What you need to do:
A) According to the CPEC article, which organization held the seminar on CPEC on 11th of March?
B) Please reproduce the passage of the CPEC article that opens with the words containing "Speaking at the" and closes with "in the region.".
C) In the CPEC article, why did Beijing urge New Delhi and Islamabad to bring down tensions after the Uri attack?

Reading passage:

-------------------------

CPEC and its importance for the Kashmir region

The China Pakistan Economic Corridor (CPEC) is gradually gathering interest from regional economies due to its wide-ranging benefits for all. One such instance of this interest was witnessed when a seminar focusing on CPEC was organized by the Kashmir Institute, on 11th of March, on the Indian side of Kashmir.

Speaking at the event titled ‘Impact of China Pakistan Economic Corridor on Kashmir’, Andrew Small – the author of China-Pakistan Axis – in his video lecture said that the CPEC had directly involved China in the risks of India-Pakistan cross-border relations. Small also referred to Beijing’s stand after the Uri attack urging both New Delhi and Islamabad to bring down tensions in the region stressing that such atmosphere could create difficulties for CPEC. Small was also making a reference to the Chinese state announcement after the Uri attacks that it was in touch with both New Delhi and Islamabad through different channels and had asked them to properly deal with their differences and work jointly to maintain peace and security in the region.

-------------------------

Data shown:
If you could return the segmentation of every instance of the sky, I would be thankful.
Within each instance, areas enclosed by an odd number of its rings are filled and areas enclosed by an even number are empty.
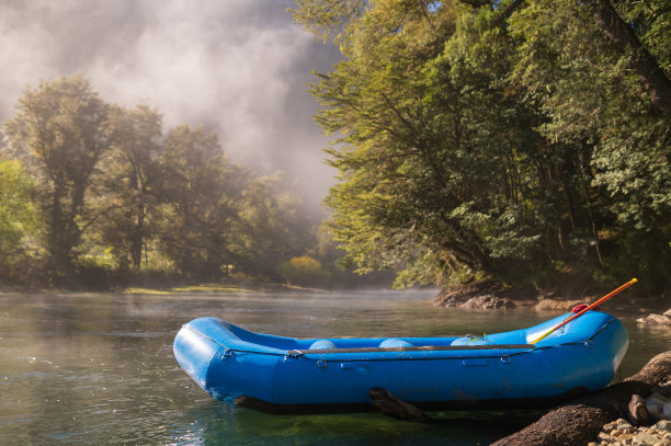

-------------------------

Written responses:
A) The Kashmir Institute.

B)
Speaking at the event titled ‘Impact of China Pakistan Economic Corridor on Kashmir’, Andrew Small – the author of China-Pakistan Axis – in his video lecture said that the CPEC had directly involved China in the risks of India-Pakistan cross-border relations. Small also referred to Beijing’s stand after the Uri attack urging both New Delhi and Islamabad to bring down tensions in the region stressing that such atmosphere could create difficulties for CPEC. Small was also making a reference to the Chinese state announcement after the Uri attacks that it was in touch with both New Delhi and Islamabad through different channels and had asked them to properly deal with their differences and work jointly to maintain peace and security in the region.

C) Beijing stressed that such an atmosphere in the region could create difficulties for CPEC.